_PROBLEM REQUIREMENTS_
Render every line of the records below as a two-column Markdown table, headed "Index" and "Entry", with the row number under "Index" and the line itself under "Entry". Omit any blank lines.
** Start **
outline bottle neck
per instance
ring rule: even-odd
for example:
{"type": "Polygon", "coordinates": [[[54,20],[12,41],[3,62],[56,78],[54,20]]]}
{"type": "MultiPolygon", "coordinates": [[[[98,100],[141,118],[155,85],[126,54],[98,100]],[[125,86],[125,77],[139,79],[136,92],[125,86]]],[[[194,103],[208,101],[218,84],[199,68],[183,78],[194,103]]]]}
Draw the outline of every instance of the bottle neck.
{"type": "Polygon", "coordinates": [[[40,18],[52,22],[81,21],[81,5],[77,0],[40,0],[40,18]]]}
** End **
_REPLY_
| Index | Entry |
|---|---|
| 1 | outline bottle neck |
| 2 | per instance |
| 3 | ring rule: even-odd |
| 4 | for example: |
| 5 | {"type": "Polygon", "coordinates": [[[54,20],[12,41],[3,62],[56,78],[54,20]]]} |
| 6 | {"type": "MultiPolygon", "coordinates": [[[[98,100],[141,118],[155,85],[126,54],[98,100]],[[125,86],[125,77],[139,79],[136,92],[125,86]]],[[[194,103],[208,101],[218,84],[199,68],[183,78],[194,103]]]]} |
| 7 | Draw the outline of every instance of the bottle neck. |
| 8 | {"type": "Polygon", "coordinates": [[[40,18],[52,22],[81,21],[81,5],[77,0],[40,0],[40,18]]]} |